WHAT IS NEEDED:
Present every line of the listing below as a numbered list, omitting any blank lines.
[BEGIN DATASET ROWS]
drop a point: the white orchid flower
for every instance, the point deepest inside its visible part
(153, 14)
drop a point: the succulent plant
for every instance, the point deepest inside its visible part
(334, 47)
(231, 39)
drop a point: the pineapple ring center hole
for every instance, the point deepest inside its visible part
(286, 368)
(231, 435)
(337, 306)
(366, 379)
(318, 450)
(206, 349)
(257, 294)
[END DATASET ROWS]
RESULT FOR THIS EXERCISE:
1. drop a point: the white orchid flower
2. for every instance, the point deepest inside its visible part
3. (153, 14)
4. drop a point: the succulent plant
5. for every instance, the point deepest inside its visible part
6. (334, 47)
7. (231, 39)
8. drop a point: the pineapple ring center hole
9. for every instance, the point deepest inside its visible part
10. (286, 368)
11. (231, 435)
12. (337, 306)
13. (366, 379)
14. (318, 450)
15. (206, 349)
16. (257, 294)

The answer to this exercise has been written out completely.